## PROBLÈME À RÉSOUDRE
Recopiez à l'identique l'ensemble des lignes ci-dessous, sans y inclure les images.

## Lignes sources

== == ==

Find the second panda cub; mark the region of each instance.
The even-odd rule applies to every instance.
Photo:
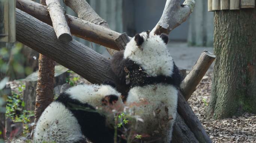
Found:
[[[170,143],[171,140],[181,80],[167,48],[168,41],[165,34],[137,34],[111,61],[118,82],[130,88],[126,104],[136,105],[131,106],[132,110],[144,120],[135,131],[149,135],[142,139],[143,142]]]

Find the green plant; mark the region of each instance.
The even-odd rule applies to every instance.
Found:
[[[74,72],[70,70],[68,70],[67,72],[70,73],[74,73]],[[80,78],[80,77],[79,76],[71,77],[70,76],[68,77],[66,79],[66,82],[67,83],[69,84],[71,86],[73,86],[75,85],[75,83],[77,82]]]
[[[14,122],[23,123],[23,134],[26,134],[29,131],[28,124],[30,122],[30,118],[34,115],[33,111],[22,109],[25,104],[22,100],[22,93],[25,88],[24,85],[21,85],[18,88],[18,93],[13,92],[12,96],[7,96],[6,117],[11,118]]]

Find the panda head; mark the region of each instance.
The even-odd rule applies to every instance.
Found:
[[[121,93],[110,83],[77,85],[69,88],[65,93],[70,95],[70,98],[88,104],[96,109],[107,108],[119,110],[120,107],[122,109],[123,102]]]
[[[127,76],[130,77],[131,74],[134,77],[136,74],[144,74],[143,77],[171,76],[174,64],[167,47],[168,41],[168,36],[164,34],[137,34],[127,43],[124,51],[113,56],[111,63],[112,71],[121,81],[127,81]],[[134,71],[137,72],[131,73]]]

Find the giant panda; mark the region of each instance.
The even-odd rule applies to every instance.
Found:
[[[147,135],[139,142],[171,140],[181,78],[167,48],[168,40],[165,34],[137,34],[111,61],[117,82],[129,89],[125,104],[144,120],[135,129]]]
[[[111,85],[112,84],[110,84]],[[114,142],[113,109],[122,110],[121,94],[107,85],[78,85],[61,94],[36,126],[35,143]]]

== == ==

## RÉPONSE CI-DESSOUS
Find the second panda cub; mark the region of each instance.
The even-odd rule applies to every instance.
Photo:
Found:
[[[170,143],[171,140],[181,80],[167,48],[168,41],[165,34],[137,34],[111,61],[118,82],[130,88],[126,104],[136,105],[131,106],[132,110],[144,120],[135,131],[149,135],[142,139],[143,142]]]

Find the green plant; mark the region of each instance.
The even-odd rule applies to every instance.
Found:
[[[74,72],[70,70],[68,70],[67,72],[70,73],[74,73]],[[80,78],[80,77],[79,76],[71,77],[70,76],[68,77],[66,79],[66,82],[67,83],[69,84],[71,86],[73,86],[75,85],[75,83],[77,82]]]
[[[14,122],[23,123],[23,134],[26,134],[29,131],[28,124],[30,122],[30,118],[34,115],[33,111],[22,109],[25,104],[22,100],[22,93],[25,88],[24,85],[21,85],[18,88],[18,93],[13,92],[12,96],[7,96],[6,117],[11,118]]]

Find the panda head; mark the region of each instance.
The even-odd rule applies to every instance.
Found:
[[[121,93],[110,83],[77,85],[69,88],[65,93],[70,95],[70,98],[88,104],[96,109],[107,108],[119,110],[120,107],[122,109],[123,102]]]
[[[127,76],[130,77],[131,74],[134,77],[136,74],[144,74],[143,77],[171,76],[174,64],[167,47],[168,41],[168,36],[164,34],[137,34],[127,43],[124,51],[113,56],[111,63],[112,71],[121,81],[127,81]],[[134,71],[137,72],[131,73]]]

Find the giant panda; mark the region of each instance.
The even-odd rule applies to every instance.
Found:
[[[147,135],[139,142],[171,140],[181,78],[167,48],[168,40],[165,34],[137,34],[111,61],[117,82],[129,89],[125,104],[144,120],[135,129]]]
[[[111,85],[112,84],[110,84]],[[114,142],[113,109],[122,110],[121,94],[107,85],[78,85],[61,94],[36,126],[35,143]]]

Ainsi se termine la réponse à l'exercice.